Task requirements »
Without omitting anything, copy the data exactly.

Data records »
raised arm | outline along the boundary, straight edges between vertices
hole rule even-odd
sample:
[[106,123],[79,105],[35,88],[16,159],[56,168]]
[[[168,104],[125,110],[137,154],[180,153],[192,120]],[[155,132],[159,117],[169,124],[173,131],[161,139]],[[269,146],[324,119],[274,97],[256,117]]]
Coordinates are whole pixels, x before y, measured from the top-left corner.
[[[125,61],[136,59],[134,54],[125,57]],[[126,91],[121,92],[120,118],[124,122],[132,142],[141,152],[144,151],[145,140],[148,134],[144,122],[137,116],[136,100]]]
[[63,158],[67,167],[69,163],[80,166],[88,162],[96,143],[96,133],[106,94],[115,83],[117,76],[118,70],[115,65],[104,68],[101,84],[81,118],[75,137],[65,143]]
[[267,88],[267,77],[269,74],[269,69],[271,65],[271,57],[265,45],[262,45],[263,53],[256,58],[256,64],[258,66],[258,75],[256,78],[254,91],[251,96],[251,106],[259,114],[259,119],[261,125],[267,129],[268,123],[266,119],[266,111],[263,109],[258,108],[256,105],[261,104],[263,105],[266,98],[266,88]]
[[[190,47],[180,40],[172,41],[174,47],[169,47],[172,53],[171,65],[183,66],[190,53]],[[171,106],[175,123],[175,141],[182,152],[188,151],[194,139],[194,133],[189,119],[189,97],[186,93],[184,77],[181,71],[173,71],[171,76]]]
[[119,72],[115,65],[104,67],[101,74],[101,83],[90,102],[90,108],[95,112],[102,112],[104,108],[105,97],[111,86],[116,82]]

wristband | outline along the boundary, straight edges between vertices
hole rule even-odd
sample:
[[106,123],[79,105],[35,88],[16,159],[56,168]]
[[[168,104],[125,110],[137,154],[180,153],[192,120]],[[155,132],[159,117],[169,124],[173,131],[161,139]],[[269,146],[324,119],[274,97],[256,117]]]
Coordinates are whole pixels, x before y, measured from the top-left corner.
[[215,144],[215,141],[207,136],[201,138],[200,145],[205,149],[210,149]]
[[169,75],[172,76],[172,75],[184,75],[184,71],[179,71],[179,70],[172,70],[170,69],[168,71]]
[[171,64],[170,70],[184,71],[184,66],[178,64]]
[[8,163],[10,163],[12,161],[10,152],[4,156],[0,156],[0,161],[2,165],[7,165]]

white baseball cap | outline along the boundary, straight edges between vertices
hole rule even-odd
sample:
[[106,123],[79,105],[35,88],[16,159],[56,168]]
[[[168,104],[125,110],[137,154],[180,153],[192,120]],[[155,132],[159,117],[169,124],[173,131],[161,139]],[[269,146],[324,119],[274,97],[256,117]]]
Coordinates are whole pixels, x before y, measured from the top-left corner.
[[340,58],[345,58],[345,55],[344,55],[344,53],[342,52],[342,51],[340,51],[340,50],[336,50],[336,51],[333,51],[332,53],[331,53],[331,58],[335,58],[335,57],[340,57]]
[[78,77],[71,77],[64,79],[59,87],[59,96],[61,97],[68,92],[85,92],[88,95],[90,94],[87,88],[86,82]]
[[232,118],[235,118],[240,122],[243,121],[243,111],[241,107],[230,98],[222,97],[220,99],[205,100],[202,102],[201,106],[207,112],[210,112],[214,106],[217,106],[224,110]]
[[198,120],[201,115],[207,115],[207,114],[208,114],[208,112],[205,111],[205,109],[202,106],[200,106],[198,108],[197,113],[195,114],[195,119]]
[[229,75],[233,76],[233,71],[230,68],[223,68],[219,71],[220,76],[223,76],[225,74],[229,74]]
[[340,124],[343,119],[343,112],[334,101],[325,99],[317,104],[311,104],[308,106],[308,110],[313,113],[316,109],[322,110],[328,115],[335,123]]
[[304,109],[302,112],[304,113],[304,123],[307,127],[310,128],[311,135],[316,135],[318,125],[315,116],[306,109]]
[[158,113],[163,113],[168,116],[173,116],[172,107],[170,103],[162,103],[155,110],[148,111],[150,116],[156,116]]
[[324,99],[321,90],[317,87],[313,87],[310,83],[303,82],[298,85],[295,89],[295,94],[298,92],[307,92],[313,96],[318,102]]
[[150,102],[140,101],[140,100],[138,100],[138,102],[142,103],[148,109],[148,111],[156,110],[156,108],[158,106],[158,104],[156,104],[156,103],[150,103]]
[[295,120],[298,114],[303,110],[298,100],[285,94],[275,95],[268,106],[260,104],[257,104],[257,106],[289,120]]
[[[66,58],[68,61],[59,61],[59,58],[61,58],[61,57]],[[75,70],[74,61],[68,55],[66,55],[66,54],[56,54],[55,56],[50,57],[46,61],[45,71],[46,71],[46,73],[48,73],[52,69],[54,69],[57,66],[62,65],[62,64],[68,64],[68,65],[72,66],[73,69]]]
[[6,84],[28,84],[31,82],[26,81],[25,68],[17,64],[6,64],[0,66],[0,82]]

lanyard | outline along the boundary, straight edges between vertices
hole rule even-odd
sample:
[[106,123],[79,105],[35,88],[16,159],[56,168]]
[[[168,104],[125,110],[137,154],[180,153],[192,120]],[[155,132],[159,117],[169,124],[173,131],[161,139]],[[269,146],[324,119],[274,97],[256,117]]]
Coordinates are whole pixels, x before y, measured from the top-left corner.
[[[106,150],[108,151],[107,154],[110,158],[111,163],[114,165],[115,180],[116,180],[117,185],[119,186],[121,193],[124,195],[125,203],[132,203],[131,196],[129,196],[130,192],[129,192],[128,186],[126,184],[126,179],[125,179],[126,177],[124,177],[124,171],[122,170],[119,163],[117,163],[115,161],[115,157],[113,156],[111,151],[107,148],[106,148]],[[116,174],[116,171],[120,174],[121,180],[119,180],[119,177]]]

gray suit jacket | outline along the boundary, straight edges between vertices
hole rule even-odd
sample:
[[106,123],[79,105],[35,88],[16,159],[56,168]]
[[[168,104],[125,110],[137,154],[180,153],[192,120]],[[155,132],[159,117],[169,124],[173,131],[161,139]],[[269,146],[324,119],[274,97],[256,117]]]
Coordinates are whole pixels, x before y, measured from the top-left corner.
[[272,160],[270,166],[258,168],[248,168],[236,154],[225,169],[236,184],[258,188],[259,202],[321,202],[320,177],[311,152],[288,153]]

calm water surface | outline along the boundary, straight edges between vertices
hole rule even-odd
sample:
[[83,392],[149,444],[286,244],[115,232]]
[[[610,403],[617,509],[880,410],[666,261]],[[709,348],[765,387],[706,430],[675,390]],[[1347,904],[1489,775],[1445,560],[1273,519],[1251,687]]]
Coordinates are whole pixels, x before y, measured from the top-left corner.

Problem solution »
raised arm | outline along the boundary, straight edges between vertices
hole rule even-odd
sample:
[[106,123],[79,105],[35,88],[16,159],[56,168]]
[[[168,104],[125,110],[137,154],[180,153],[192,120]],[[155,132],[159,117],[169,124],[173,131],[161,139]],[[269,146],[324,119],[274,97],[256,117]]]
Coordinates are whole pixels, x before y, measured from the top-left corner.
[[[125,61],[136,59],[134,54],[125,57]],[[126,91],[121,92],[120,118],[124,122],[132,142],[141,152],[144,151],[145,140],[148,134],[144,122],[137,116],[136,100]]]
[[63,158],[67,167],[69,163],[80,166],[88,162],[96,143],[96,133],[106,94],[115,83],[117,76],[118,70],[115,65],[104,68],[101,84],[81,118],[75,137],[65,143]]
[[267,88],[267,77],[269,74],[269,69],[271,65],[271,57],[265,45],[262,45],[263,53],[256,58],[256,64],[258,66],[258,75],[256,78],[254,91],[251,96],[251,106],[259,114],[259,119],[261,125],[267,129],[268,123],[266,119],[266,111],[263,109],[258,108],[256,105],[261,104],[263,105],[266,98],[266,88]]
[[[190,47],[180,40],[172,41],[174,47],[169,47],[172,53],[171,65],[183,66],[190,53]],[[171,106],[175,123],[175,141],[182,152],[188,151],[194,139],[194,133],[189,119],[189,97],[186,93],[184,77],[181,71],[173,71],[171,76]]]
[[119,72],[115,65],[104,67],[101,74],[101,83],[90,102],[90,108],[95,112],[102,112],[104,108],[105,97],[111,86],[116,82]]

wristband | outline along the boundary, straight edges between vertices
hole rule even-odd
sample:
[[106,123],[79,105],[35,88],[16,159],[56,168]]
[[[168,104],[125,110],[137,154],[180,153],[192,120]],[[155,132],[159,117],[169,124],[173,131],[161,139]],[[269,146],[324,119],[274,97],[256,117]]]
Coordinates are whole pixels, x before y, measured from the top-left corner.
[[215,144],[215,141],[207,136],[201,138],[200,145],[205,149],[210,149]]
[[169,75],[172,76],[172,75],[184,75],[184,71],[179,71],[179,70],[172,70],[170,69],[168,71]]
[[171,64],[170,70],[184,71],[184,66],[178,64]]
[[8,163],[10,163],[12,161],[10,152],[4,156],[0,156],[0,161],[2,165],[7,165]]

white baseball cap | outline along the boundary, straight edges between vertices
hole rule even-odd
sample:
[[106,123],[79,105],[35,88],[16,159],[56,168]]
[[[168,104],[125,110],[137,154],[180,153],[192,120]],[[155,132],[159,117],[169,124],[173,131],[161,139]],[[269,146],[324,119],[274,97],[256,117]]]
Coordinates are whole pixels, x before y, measured from the top-left corner.
[[340,58],[345,58],[345,55],[344,55],[344,53],[342,52],[342,51],[340,51],[340,50],[336,50],[336,51],[333,51],[332,53],[331,53],[331,58],[335,58],[335,57],[340,57]]
[[78,77],[71,77],[64,79],[59,87],[59,96],[61,97],[68,92],[85,92],[88,95],[90,94],[87,88],[86,82]]
[[232,118],[235,118],[240,122],[243,121],[243,111],[241,107],[230,98],[222,97],[220,99],[205,100],[202,102],[201,106],[207,112],[210,112],[214,106],[217,106],[224,110]]
[[198,120],[201,115],[207,115],[207,114],[208,114],[208,112],[205,111],[205,109],[202,106],[200,106],[198,108],[197,113],[195,114],[195,119]]
[[229,75],[233,76],[233,71],[230,68],[223,68],[219,71],[220,76],[223,76],[225,74],[229,74]]
[[340,124],[343,119],[343,112],[334,101],[325,99],[317,104],[311,104],[308,106],[308,110],[313,113],[316,109],[322,110],[328,115],[335,123]]
[[304,109],[302,112],[304,113],[304,123],[307,127],[310,128],[311,135],[316,135],[318,125],[315,116],[306,109]]
[[158,113],[163,113],[168,116],[173,116],[172,107],[170,103],[162,103],[155,110],[148,111],[150,116],[156,116]]
[[324,99],[321,90],[317,87],[313,87],[310,83],[303,82],[298,85],[295,89],[295,94],[298,92],[307,92],[313,96],[318,102]]
[[150,102],[140,101],[140,100],[138,100],[138,102],[142,103],[148,109],[148,111],[156,110],[156,108],[158,106],[158,104],[156,104],[156,103],[150,103]]
[[295,120],[298,114],[303,110],[298,100],[285,94],[275,95],[268,106],[260,104],[257,104],[257,106],[289,120]]
[[[66,58],[68,61],[59,61],[59,58],[61,58],[61,57]],[[75,70],[74,61],[68,55],[66,55],[66,54],[56,54],[55,56],[50,57],[46,61],[45,71],[46,71],[46,73],[48,73],[52,69],[54,69],[57,66],[62,65],[62,64],[68,64],[68,65],[72,66],[73,69]]]
[[6,84],[28,84],[31,82],[26,81],[25,68],[17,64],[6,64],[0,66],[0,82]]

lanyard | outline along the boundary, straight edges between vertices
hole rule even-odd
sample:
[[106,123],[79,105],[35,88],[16,159],[56,168]]
[[[168,104],[125,110],[137,154],[180,153],[192,120]],[[155,132],[159,117],[169,124],[173,131],[161,139]],[[269,146],[324,119],[274,97],[256,117]]]
Coordinates are whole pixels, x before y, measured from the top-left corner.
[[[106,150],[108,151],[107,154],[110,158],[111,163],[114,165],[115,180],[116,180],[117,185],[119,186],[121,193],[124,195],[125,203],[132,203],[131,196],[129,196],[130,192],[129,192],[128,186],[126,184],[126,179],[125,179],[126,177],[124,177],[124,171],[122,170],[119,163],[117,163],[115,161],[115,157],[113,156],[111,151],[107,148],[106,148]],[[116,174],[116,171],[120,174],[121,180],[119,180],[119,177]]]

gray suit jacket | outline along the boundary, straight edges between vertices
hole rule even-odd
sample:
[[106,123],[79,105],[35,88],[16,159],[56,168]]
[[[168,104],[125,110],[137,154],[180,153],[192,120]],[[155,132],[159,117],[169,124],[173,131],[161,139]],[[269,146],[324,119],[274,97],[256,117]]]
Coordinates are whole pixels, x before y, measured from the top-left corner.
[[272,160],[270,166],[258,168],[248,168],[236,154],[225,169],[236,184],[258,188],[259,202],[321,202],[320,177],[311,152],[288,153]]

calm water surface | outline along the boundary, straight edges between vertices
hole rule even-odd
sample:
[[83,392],[149,444],[286,244],[115,232]]
[[[610,403],[617,509],[880,410],[666,261]],[[709,348],[765,387],[706,430],[675,390]],[[1347,904],[1489,775],[1445,560],[1273,519],[1251,687]]]
Coordinates are whole pixels, x before y, measured from the top-left corner.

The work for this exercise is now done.